ASSIGNMENT :: Each of the records below must be reproduced exactly.
======== EXERCISE INPUTS ========
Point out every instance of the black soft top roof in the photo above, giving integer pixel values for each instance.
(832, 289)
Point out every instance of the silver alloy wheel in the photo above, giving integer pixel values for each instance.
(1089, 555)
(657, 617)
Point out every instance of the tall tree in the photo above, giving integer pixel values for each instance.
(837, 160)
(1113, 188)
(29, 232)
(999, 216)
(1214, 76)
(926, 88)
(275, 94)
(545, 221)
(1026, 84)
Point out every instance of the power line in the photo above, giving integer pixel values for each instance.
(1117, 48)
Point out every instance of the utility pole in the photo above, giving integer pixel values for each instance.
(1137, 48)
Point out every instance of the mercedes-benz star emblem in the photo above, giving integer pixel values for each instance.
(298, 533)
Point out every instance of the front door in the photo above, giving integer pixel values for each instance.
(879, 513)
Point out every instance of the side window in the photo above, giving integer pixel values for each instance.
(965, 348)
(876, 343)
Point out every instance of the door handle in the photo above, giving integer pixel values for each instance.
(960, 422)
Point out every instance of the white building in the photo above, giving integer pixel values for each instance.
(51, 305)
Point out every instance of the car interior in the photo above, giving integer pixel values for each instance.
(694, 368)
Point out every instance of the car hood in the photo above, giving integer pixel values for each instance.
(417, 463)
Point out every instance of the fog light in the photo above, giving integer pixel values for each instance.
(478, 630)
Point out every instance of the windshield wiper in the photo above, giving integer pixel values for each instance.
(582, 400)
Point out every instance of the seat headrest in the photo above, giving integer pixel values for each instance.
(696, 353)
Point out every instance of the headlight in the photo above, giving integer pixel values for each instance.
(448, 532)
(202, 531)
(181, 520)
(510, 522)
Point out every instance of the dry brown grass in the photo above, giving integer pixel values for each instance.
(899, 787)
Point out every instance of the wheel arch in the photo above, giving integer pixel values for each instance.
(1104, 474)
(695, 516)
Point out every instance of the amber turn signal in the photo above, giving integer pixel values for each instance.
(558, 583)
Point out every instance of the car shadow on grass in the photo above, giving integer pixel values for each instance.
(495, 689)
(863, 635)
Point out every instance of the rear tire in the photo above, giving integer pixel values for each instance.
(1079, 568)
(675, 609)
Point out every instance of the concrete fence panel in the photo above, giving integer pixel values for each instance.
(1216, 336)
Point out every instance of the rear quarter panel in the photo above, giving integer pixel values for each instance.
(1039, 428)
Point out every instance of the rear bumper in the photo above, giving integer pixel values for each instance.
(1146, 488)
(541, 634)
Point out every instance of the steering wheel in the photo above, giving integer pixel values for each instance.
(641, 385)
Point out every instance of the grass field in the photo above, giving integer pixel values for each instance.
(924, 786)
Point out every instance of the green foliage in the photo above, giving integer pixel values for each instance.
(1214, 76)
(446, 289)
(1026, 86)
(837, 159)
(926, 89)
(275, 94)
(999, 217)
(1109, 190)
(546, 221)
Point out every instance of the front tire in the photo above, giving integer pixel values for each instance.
========
FINAL ANSWER ::
Point out every instance of the black soft top roof in the photo above, giving integer pixel values for each instance.
(832, 289)
Point out every instance of the silver alloy wheel in the photo above, giving integer pixel values for each instance.
(1089, 555)
(657, 617)
Point out every instance of the tall tree in the photo above, giving integer pixel values for each instance.
(837, 160)
(1113, 188)
(29, 232)
(999, 216)
(1214, 76)
(926, 88)
(275, 94)
(545, 221)
(1026, 84)
Point out every instance of the power line in the photo above, giving integer pixel values for each instance.
(1117, 48)
Point out every instance of the utility pole in the photo above, giving integer pixel values for each instance.
(1137, 48)
Point out every instance of the mercedes-benz star emblem in the photo above, giving integer pixel values for each instance.
(298, 533)
Point out every instance of the front door in the photo above, giving integer pixel values for each instance.
(879, 513)
Point out every instance of the side window in the photo above, giving integer pixel values for each instance.
(965, 348)
(876, 343)
Point out every instance of the door handle in the photo above, giving integer pixel values for each instance.
(960, 422)
Point out every instance of the white building in the photo above, giving integer pixel values for each instance.
(51, 305)
Point out every instance of the car interior in the photo above, giving integer pixel values for each instance.
(694, 368)
Point out every instance of the car hood in the photo above, giving integer pixel values for each instance.
(417, 463)
Point out every instance of the fog light in the photo above, giving integer pixel values for each instance.
(478, 630)
Point out every instance of the windshield wiper in the photo above, giving integer pixel values for each instance.
(582, 400)
Point out every instance of the seat headrest in the photo above, giving integer pixel values for each instance.
(696, 353)
Point out every instance of the headlight in the photo above, giving integer pixel values for each instance.
(448, 532)
(202, 531)
(181, 520)
(510, 522)
Point out every instance of the dry brown grass in the photo above, giving integer pixel values for each instance.
(899, 787)
Point out every instance of the wheel arch in the photo above, giving integer pixel values for each instance.
(1104, 474)
(695, 516)
Point out every instance of the amber turn signal in the photo above, giving integer pixel values for each instance.
(558, 583)
Point out every instance of the car shadow on grass in the photo above, giving integer pixel values for each instance.
(495, 689)
(863, 635)
Point out every instance of the rear tire in the photo above, giving integer pixel values for each instance.
(1079, 568)
(675, 609)
Point out every instance of the concrete fence panel in the photo above, giving integer pixel values for each instance.
(1216, 336)
Point out every instance of the rear quarter panel in the photo above, giving integer pixel values for each instance.
(1039, 428)
Point out every instance of the rear bumper in the photo above, giving integer pixel values for each instance.
(1146, 488)
(541, 634)
Point out every instance of the steering wheel in the photo above, giving integer pixel values for each instance.
(641, 385)
Point out every instance of the grass field in the photo above, giving integer pixel values for each instance.
(924, 786)
Point out every instance of the green foliage in the photo above, giving integer pixel values for each instance.
(1214, 76)
(446, 289)
(1026, 86)
(837, 159)
(926, 89)
(275, 94)
(999, 217)
(1109, 190)
(546, 221)
Point out every instance of the front tire in the photo above, giving integer pixel values for each instance.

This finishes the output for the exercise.